• _Action item_: Go over the listing below line by line, and return each one holding the string "pink".

• _Exercise data_:

BEGIN

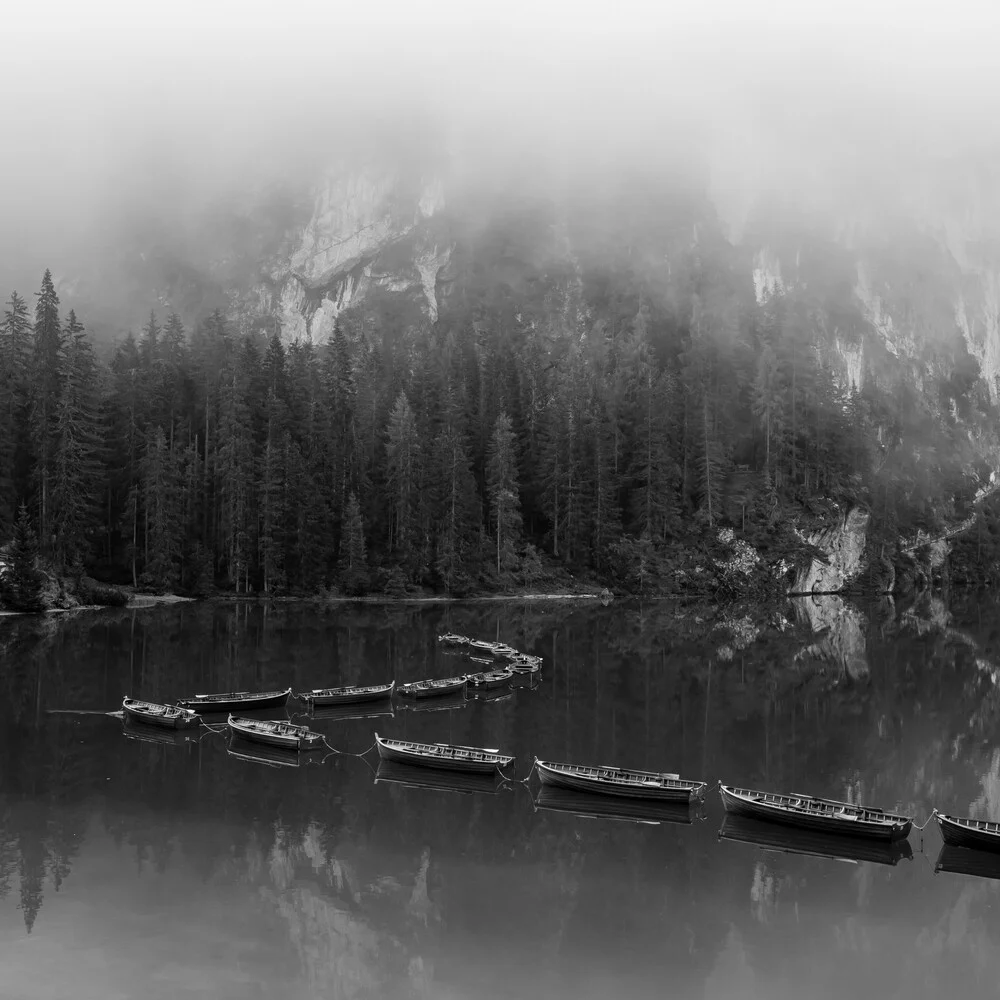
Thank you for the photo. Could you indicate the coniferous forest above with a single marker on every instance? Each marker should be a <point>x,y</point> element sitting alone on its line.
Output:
<point>487,451</point>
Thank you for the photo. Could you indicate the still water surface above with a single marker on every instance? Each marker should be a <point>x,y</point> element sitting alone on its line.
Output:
<point>131,868</point>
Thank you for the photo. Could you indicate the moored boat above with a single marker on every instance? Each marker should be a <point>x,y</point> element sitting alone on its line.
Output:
<point>482,646</point>
<point>275,734</point>
<point>502,651</point>
<point>351,694</point>
<point>448,757</point>
<point>811,813</point>
<point>453,639</point>
<point>344,713</point>
<point>963,861</point>
<point>236,701</point>
<point>165,716</point>
<point>432,688</point>
<point>590,806</point>
<point>271,756</point>
<point>789,840</point>
<point>146,733</point>
<point>411,776</point>
<point>525,664</point>
<point>490,679</point>
<point>976,834</point>
<point>619,781</point>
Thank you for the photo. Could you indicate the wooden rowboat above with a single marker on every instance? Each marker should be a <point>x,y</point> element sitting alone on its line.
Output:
<point>811,813</point>
<point>490,679</point>
<point>410,776</point>
<point>502,651</point>
<point>344,713</point>
<point>453,639</point>
<point>271,756</point>
<point>472,760</point>
<point>349,695</point>
<point>619,781</point>
<point>432,688</point>
<point>482,646</point>
<point>236,701</point>
<point>977,834</point>
<point>962,861</point>
<point>587,805</point>
<point>275,734</point>
<point>165,716</point>
<point>525,664</point>
<point>836,847</point>
<point>146,733</point>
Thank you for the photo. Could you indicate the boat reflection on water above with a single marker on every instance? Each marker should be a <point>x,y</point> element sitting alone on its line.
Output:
<point>788,840</point>
<point>156,734</point>
<point>259,753</point>
<point>965,861</point>
<point>441,703</point>
<point>344,713</point>
<point>448,781</point>
<point>611,807</point>
<point>495,694</point>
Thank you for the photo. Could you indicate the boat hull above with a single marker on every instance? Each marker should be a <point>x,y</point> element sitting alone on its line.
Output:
<point>555,777</point>
<point>491,680</point>
<point>272,756</point>
<point>791,840</point>
<point>439,691</point>
<point>246,703</point>
<point>438,779</point>
<point>587,805</point>
<point>300,740</point>
<point>890,828</point>
<point>963,861</point>
<point>955,833</point>
<point>346,696</point>
<point>417,758</point>
<point>134,713</point>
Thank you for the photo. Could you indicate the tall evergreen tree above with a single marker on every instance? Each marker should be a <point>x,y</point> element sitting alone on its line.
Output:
<point>505,503</point>
<point>15,354</point>
<point>354,561</point>
<point>403,477</point>
<point>77,465</point>
<point>46,385</point>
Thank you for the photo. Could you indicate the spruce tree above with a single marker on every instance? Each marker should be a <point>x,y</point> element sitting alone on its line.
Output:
<point>21,582</point>
<point>403,461</point>
<point>77,466</point>
<point>505,503</point>
<point>353,560</point>
<point>46,389</point>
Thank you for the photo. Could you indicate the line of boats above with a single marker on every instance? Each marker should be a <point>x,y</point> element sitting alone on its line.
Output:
<point>636,794</point>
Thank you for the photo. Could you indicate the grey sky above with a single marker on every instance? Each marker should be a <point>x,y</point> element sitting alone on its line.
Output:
<point>106,101</point>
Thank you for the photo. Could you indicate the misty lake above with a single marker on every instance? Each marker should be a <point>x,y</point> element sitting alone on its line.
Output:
<point>130,867</point>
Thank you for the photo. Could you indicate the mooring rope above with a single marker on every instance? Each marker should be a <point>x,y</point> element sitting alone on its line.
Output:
<point>345,753</point>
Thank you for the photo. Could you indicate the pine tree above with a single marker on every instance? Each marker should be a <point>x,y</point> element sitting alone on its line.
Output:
<point>502,487</point>
<point>457,512</point>
<point>21,583</point>
<point>403,477</point>
<point>236,468</point>
<point>162,509</point>
<point>46,386</point>
<point>354,561</point>
<point>77,466</point>
<point>15,352</point>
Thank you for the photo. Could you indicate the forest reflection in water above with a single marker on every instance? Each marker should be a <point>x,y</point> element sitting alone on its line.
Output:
<point>172,868</point>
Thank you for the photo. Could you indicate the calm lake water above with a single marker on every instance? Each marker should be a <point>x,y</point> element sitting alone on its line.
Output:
<point>164,870</point>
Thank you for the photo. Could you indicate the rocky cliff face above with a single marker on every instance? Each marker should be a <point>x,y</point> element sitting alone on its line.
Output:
<point>844,543</point>
<point>370,228</point>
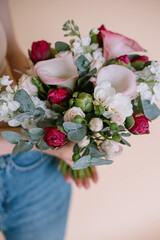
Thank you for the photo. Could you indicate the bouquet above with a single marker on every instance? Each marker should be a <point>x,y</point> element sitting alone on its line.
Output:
<point>94,91</point>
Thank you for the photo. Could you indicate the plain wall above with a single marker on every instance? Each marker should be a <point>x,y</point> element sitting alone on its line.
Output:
<point>125,204</point>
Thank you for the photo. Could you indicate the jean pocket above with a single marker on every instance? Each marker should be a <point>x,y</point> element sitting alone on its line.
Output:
<point>29,160</point>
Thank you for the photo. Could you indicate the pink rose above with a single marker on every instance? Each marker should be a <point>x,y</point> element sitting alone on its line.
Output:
<point>41,50</point>
<point>58,96</point>
<point>141,124</point>
<point>140,59</point>
<point>54,137</point>
<point>123,58</point>
<point>115,45</point>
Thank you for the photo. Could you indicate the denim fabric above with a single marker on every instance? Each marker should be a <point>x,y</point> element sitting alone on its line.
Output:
<point>34,197</point>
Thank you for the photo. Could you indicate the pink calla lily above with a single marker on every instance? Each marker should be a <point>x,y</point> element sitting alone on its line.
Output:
<point>121,78</point>
<point>58,71</point>
<point>116,45</point>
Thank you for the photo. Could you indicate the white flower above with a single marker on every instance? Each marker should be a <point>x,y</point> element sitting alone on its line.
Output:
<point>85,41</point>
<point>104,93</point>
<point>144,90</point>
<point>96,124</point>
<point>5,81</point>
<point>156,90</point>
<point>72,112</point>
<point>121,104</point>
<point>85,141</point>
<point>111,148</point>
<point>117,118</point>
<point>25,82</point>
<point>95,31</point>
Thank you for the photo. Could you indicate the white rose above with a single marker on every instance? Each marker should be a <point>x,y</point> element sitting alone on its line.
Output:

END

• _Response box_:
Thank you for the photo. Could you indicate the pink rose above with a single marker on every instance? Each marker should be a <point>x,y</point> element sitting alone on its line.
Thank you for the photo. Could you indicate the pink calla lily above with a single marker on every instance? Each marker should be a <point>x,y</point> element sitting alone on its line.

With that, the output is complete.